厚生年金が払えないときについての記事を、最後の行の続きから書き進めてください。

··· 文章の一部 ···

2025年06月30日
厚生年金の保険料支払いが困難になる場面は、どの企業にも起こりうる経営危機のひとつです。実際に「資金繰りが厳しく、厚生年金の納付ができない」「滞納が続き年金事務所から督促が届いたけど、どうすればいいかわからない」と悩まれている経営者の方も少なくありません。
本記事では、厚生年金が払えないときに企業や経営者が直面する現実、よくある疑問、さらにこれらの対処法をQ&A形式でご紹介します。
【よくあるQ&Aから知る】厚生年金が払えないときの基礎知識
会社の財務が厳しくなって「厚生年金が払えない」と悩まれている経営者の方がよく抱く不安や疑問に対して、その打開策をQ&A形式でご紹介します。焦りや思い込みで間違った行動を取らないために、まずは「何ができるか」「どんなリスクがあるか」を正しく知りましょう。
Q1厚生年金保険料の納付が困難な場合、どのような対応策があるか?

··· 渡すデータ ···

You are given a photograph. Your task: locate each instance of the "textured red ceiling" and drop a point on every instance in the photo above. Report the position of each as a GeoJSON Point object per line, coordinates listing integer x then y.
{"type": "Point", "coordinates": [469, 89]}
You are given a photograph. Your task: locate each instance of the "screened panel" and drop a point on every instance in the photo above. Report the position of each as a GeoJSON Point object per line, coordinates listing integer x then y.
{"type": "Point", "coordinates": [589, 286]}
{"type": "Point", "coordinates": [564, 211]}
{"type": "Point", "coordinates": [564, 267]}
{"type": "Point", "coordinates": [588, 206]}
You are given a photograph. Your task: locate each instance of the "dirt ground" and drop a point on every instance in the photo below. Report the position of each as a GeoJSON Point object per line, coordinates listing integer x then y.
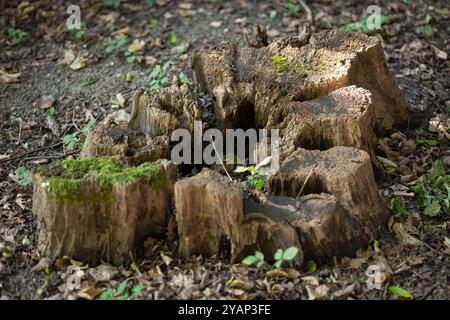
{"type": "Point", "coordinates": [416, 43]}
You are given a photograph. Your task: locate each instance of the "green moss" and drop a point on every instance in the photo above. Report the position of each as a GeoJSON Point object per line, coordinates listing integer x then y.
{"type": "Point", "coordinates": [63, 179]}
{"type": "Point", "coordinates": [280, 63]}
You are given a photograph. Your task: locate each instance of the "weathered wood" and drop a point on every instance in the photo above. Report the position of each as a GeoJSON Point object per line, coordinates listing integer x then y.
{"type": "Point", "coordinates": [98, 210]}
{"type": "Point", "coordinates": [284, 71]}
{"type": "Point", "coordinates": [343, 172]}
{"type": "Point", "coordinates": [160, 112]}
{"type": "Point", "coordinates": [342, 118]}
{"type": "Point", "coordinates": [133, 147]}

···

= 課題の答え =
厚生年金の納付が一時的に難しい場合でも、すぐに諦める必要はありません。厚生年金には「納付の猶予」や「換価の猶予」など、事業者の状況に応じた支払い猶予の制度が設けられています。支払いが困難な場合は、まずは年金事務所に早めに相談し、制度を活用して資金繰りを立て直す道を探りましょう。具体的な制度や利用方法については後述の「厚生年金が払えないときの対応方法」の章で詳しく解説します。
Q2厚生年金が支払えない状況が続いた場合、どのようなリスクがあるか?
厚生年金の納付義務は事業主にあり、従業員から天引きした保険料を会社が納めない場合、それは重大な法令違反に該当します。悪質なケース、たとえば意図的に保険料を天引きした上で納付しない場合には詐欺罪や横領罪に問われるおそれもあります。ただし、単なる滞納のみでは原則として刑事罰の対象にはなりません(厚生年金保険法第83条ほか)。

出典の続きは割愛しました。